Reproduce the rows below verbatim, beginning with the first row and ending with the line that contains "<point>133,244</point>", both included.
+ + +
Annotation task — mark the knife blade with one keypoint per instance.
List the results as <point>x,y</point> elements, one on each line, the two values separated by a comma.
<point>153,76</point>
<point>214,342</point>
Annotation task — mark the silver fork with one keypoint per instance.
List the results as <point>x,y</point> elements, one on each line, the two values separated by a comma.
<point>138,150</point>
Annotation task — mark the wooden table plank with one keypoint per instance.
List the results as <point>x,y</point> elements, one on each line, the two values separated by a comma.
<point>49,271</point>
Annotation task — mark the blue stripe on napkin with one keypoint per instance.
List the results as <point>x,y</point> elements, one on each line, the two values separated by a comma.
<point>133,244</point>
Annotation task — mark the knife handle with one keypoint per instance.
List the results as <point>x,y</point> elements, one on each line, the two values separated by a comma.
+ + +
Reply to the exercise:
Annotation task — mark the knife blade with one keypoint per instance.
List the results as <point>x,y</point> elements, one on each line, the two values separated by a comma.
<point>153,76</point>
<point>214,342</point>
Annotation task — mark the silver fork with one keypoint per instance.
List the results as <point>x,y</point> elements, one on each line, the two values separated by a comma.
<point>138,150</point>
Annotation task — mark the wooden table plank with one keypoint per instance.
List the results as <point>x,y</point> elements, one on each line, the two values separated by a comma.
<point>49,271</point>
Annotation task — mark the blue stripe on napkin with one keypoint per instance.
List the results as <point>x,y</point> elements, one on each line, the two values separated by a comma.
<point>133,244</point>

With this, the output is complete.